→ The exercise
Extract each line below that contains the string "curtain". Case counts.

-- begin --

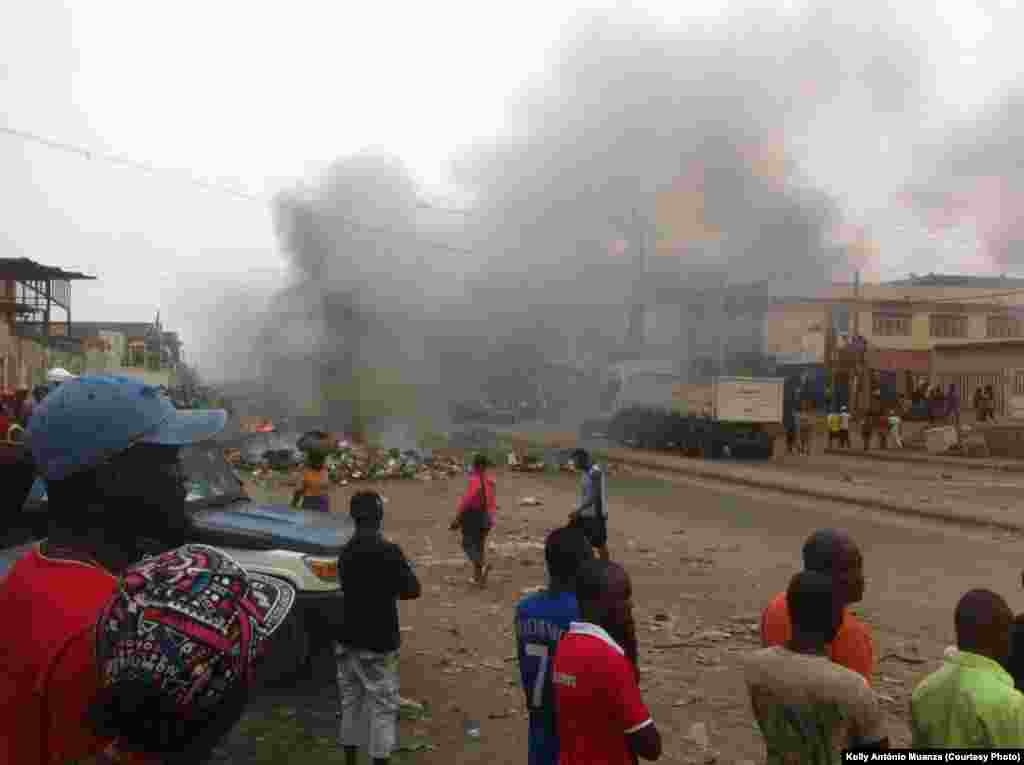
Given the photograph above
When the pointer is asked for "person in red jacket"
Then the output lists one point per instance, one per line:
(475, 517)
(108, 449)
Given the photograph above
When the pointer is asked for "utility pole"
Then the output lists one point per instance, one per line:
(636, 236)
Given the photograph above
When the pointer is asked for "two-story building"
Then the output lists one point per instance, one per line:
(902, 324)
(30, 293)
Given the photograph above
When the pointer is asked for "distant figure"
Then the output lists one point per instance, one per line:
(810, 709)
(315, 484)
(844, 428)
(988, 404)
(970, 702)
(834, 428)
(806, 429)
(952, 406)
(475, 516)
(592, 513)
(895, 425)
(866, 428)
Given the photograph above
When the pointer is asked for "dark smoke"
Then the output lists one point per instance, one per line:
(629, 109)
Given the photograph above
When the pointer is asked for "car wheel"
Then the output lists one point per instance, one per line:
(287, 657)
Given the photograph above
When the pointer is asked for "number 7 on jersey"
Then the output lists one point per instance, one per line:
(541, 651)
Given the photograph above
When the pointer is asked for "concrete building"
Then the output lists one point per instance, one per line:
(30, 292)
(901, 322)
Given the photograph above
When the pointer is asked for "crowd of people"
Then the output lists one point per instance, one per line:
(121, 657)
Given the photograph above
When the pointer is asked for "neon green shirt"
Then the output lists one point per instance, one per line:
(969, 703)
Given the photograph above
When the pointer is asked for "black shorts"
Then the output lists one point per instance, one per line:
(595, 529)
(473, 542)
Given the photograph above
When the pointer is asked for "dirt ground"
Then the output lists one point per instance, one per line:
(704, 558)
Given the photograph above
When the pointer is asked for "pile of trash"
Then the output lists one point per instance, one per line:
(350, 462)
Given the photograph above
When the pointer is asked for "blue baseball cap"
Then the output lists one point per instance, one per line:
(88, 420)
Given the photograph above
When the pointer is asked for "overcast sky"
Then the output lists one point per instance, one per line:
(256, 95)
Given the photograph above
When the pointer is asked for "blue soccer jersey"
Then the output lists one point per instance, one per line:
(541, 620)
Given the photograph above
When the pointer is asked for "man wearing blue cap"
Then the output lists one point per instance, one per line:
(108, 449)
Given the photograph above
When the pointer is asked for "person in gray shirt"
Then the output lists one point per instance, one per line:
(592, 513)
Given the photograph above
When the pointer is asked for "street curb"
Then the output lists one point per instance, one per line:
(966, 462)
(684, 466)
(965, 518)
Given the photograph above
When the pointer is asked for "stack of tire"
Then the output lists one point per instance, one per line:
(652, 427)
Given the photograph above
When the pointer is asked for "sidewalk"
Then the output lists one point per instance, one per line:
(995, 511)
(970, 463)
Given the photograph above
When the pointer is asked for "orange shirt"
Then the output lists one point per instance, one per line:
(314, 482)
(47, 659)
(852, 646)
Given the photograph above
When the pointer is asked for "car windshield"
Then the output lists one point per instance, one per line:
(208, 476)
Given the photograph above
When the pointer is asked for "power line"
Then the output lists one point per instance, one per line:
(91, 155)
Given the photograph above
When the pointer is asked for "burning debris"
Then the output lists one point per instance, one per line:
(348, 462)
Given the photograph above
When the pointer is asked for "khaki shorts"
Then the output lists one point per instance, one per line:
(368, 690)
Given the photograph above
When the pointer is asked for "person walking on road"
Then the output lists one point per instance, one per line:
(108, 449)
(374, 574)
(475, 516)
(151, 638)
(833, 553)
(867, 428)
(541, 620)
(602, 719)
(808, 708)
(844, 428)
(592, 513)
(971, 702)
(834, 429)
(315, 484)
(895, 429)
(806, 429)
(953, 406)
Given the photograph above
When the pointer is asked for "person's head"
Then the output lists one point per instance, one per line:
(581, 458)
(605, 596)
(108, 448)
(367, 510)
(315, 459)
(176, 648)
(565, 550)
(815, 610)
(834, 553)
(983, 621)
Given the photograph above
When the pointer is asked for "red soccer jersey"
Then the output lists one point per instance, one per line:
(47, 659)
(597, 698)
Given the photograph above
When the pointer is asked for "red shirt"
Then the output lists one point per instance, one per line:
(47, 659)
(471, 500)
(851, 648)
(597, 698)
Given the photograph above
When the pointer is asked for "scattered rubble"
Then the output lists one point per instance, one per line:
(355, 463)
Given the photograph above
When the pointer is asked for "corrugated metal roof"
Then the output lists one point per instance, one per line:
(24, 269)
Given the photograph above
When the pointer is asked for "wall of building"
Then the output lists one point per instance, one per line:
(796, 331)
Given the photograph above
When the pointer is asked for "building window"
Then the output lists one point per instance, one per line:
(947, 325)
(1003, 326)
(891, 325)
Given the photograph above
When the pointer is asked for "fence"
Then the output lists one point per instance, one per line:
(967, 384)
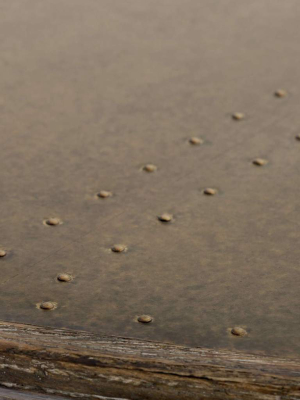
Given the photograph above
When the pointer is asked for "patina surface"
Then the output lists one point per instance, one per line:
(90, 93)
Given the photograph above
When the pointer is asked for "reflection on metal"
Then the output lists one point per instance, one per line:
(90, 93)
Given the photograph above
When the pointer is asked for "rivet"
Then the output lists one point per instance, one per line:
(64, 277)
(165, 217)
(2, 253)
(150, 168)
(145, 319)
(47, 305)
(104, 194)
(237, 331)
(53, 221)
(210, 191)
(259, 162)
(196, 141)
(280, 93)
(238, 116)
(118, 248)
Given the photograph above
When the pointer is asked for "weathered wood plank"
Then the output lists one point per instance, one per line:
(87, 366)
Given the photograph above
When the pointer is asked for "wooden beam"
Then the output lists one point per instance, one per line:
(83, 365)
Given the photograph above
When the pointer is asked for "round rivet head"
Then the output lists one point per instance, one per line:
(103, 194)
(2, 253)
(145, 319)
(196, 141)
(150, 168)
(47, 305)
(260, 162)
(118, 248)
(53, 221)
(238, 116)
(280, 93)
(210, 191)
(64, 277)
(165, 217)
(237, 331)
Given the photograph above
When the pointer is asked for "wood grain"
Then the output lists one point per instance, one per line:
(82, 365)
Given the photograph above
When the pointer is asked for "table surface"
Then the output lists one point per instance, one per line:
(90, 92)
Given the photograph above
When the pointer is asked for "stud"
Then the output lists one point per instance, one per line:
(260, 162)
(145, 319)
(165, 217)
(238, 116)
(103, 194)
(118, 248)
(64, 277)
(237, 331)
(150, 168)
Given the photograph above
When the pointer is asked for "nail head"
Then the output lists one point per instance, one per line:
(210, 191)
(145, 319)
(238, 116)
(259, 162)
(150, 168)
(2, 253)
(196, 141)
(64, 277)
(104, 194)
(237, 331)
(118, 248)
(47, 305)
(53, 221)
(280, 93)
(165, 217)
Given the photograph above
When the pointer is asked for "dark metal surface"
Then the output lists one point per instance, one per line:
(91, 92)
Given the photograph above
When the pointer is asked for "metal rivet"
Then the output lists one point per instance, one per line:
(165, 217)
(2, 253)
(280, 93)
(118, 248)
(64, 277)
(145, 319)
(195, 141)
(238, 116)
(47, 305)
(237, 331)
(150, 168)
(104, 194)
(53, 221)
(210, 191)
(259, 162)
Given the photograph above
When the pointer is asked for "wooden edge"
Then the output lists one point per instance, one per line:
(81, 365)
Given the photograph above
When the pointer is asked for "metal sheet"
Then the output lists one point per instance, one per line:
(92, 91)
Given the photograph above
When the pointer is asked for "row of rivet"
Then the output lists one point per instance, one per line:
(165, 217)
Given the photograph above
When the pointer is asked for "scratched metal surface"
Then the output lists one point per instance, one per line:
(90, 91)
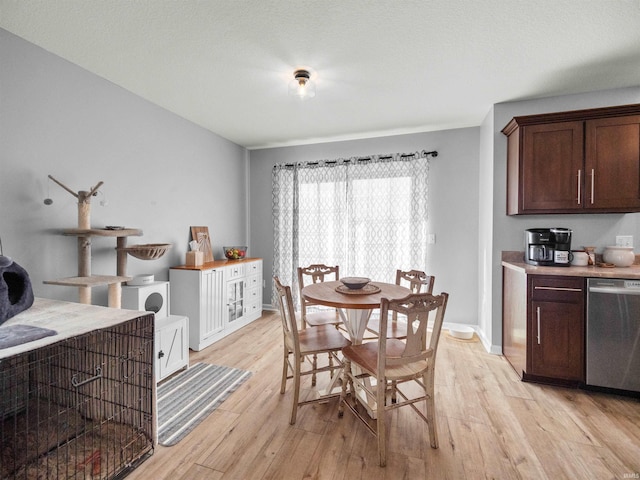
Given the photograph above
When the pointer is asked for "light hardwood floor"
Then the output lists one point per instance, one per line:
(490, 425)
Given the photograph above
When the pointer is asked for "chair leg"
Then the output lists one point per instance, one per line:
(346, 379)
(431, 408)
(285, 371)
(381, 431)
(314, 366)
(296, 389)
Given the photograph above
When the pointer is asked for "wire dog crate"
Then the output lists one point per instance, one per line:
(81, 408)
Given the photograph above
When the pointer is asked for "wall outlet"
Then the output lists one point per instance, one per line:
(624, 240)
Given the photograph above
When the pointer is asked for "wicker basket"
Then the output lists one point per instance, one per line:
(149, 251)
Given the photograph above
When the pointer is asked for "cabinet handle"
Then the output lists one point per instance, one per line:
(559, 289)
(579, 185)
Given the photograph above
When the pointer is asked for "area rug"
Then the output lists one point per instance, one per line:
(187, 399)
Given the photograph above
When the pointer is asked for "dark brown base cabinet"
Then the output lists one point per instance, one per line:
(544, 326)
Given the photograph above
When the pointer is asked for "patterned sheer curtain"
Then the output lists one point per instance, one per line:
(367, 215)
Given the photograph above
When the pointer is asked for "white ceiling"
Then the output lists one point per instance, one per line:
(382, 67)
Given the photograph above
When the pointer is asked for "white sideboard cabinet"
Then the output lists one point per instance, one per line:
(218, 297)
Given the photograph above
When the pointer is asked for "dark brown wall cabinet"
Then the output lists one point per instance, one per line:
(583, 161)
(544, 330)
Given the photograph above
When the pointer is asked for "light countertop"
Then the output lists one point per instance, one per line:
(515, 260)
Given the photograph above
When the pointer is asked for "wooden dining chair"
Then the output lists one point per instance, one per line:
(416, 281)
(391, 361)
(299, 344)
(317, 316)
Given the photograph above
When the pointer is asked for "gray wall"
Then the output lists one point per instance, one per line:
(506, 232)
(161, 173)
(453, 210)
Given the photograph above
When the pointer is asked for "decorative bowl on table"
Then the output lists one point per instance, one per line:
(355, 283)
(234, 253)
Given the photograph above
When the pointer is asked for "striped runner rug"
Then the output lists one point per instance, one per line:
(187, 399)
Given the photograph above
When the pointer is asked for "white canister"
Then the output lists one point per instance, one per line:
(580, 258)
(619, 256)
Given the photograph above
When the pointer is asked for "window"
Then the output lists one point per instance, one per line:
(369, 216)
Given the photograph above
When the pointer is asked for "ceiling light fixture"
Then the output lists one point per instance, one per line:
(302, 87)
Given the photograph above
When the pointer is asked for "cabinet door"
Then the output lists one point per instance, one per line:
(612, 163)
(556, 328)
(171, 346)
(236, 299)
(212, 319)
(552, 168)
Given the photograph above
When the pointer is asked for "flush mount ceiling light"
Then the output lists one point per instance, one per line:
(302, 87)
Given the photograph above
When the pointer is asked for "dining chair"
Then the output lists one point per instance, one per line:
(313, 274)
(391, 361)
(416, 281)
(299, 344)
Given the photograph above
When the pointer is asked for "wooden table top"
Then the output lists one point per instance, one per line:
(324, 293)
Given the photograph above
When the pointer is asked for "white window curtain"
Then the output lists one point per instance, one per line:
(367, 215)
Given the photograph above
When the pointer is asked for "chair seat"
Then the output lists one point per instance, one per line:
(321, 339)
(327, 317)
(395, 329)
(366, 356)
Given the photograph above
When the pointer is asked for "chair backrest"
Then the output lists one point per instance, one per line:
(287, 315)
(315, 274)
(418, 281)
(417, 308)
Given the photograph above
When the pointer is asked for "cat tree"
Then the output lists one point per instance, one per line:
(85, 281)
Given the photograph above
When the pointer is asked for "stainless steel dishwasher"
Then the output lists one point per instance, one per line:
(613, 333)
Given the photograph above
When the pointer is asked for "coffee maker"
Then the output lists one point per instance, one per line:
(548, 247)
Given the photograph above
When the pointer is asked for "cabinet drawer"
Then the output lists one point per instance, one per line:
(556, 288)
(254, 268)
(235, 271)
(254, 281)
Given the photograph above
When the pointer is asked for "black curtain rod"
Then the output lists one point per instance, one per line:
(424, 153)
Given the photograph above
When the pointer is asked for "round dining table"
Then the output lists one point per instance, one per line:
(354, 306)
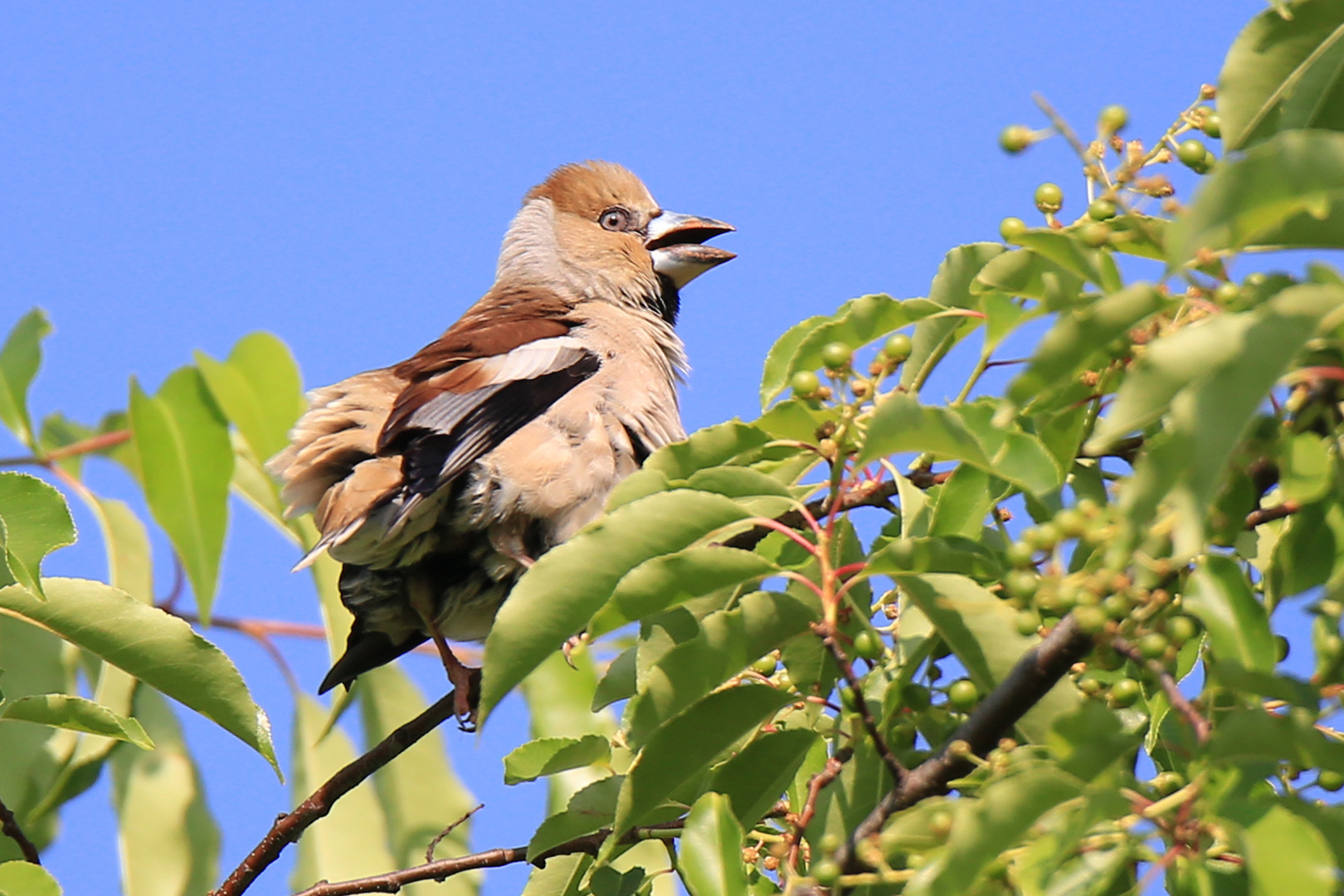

-- end --

→ Solution for this exercise
When the pointer is asked for "patterned sheer curtain"
When the pointer is asked for "white window curtain"
When the pointer is asked for "black curtain rod"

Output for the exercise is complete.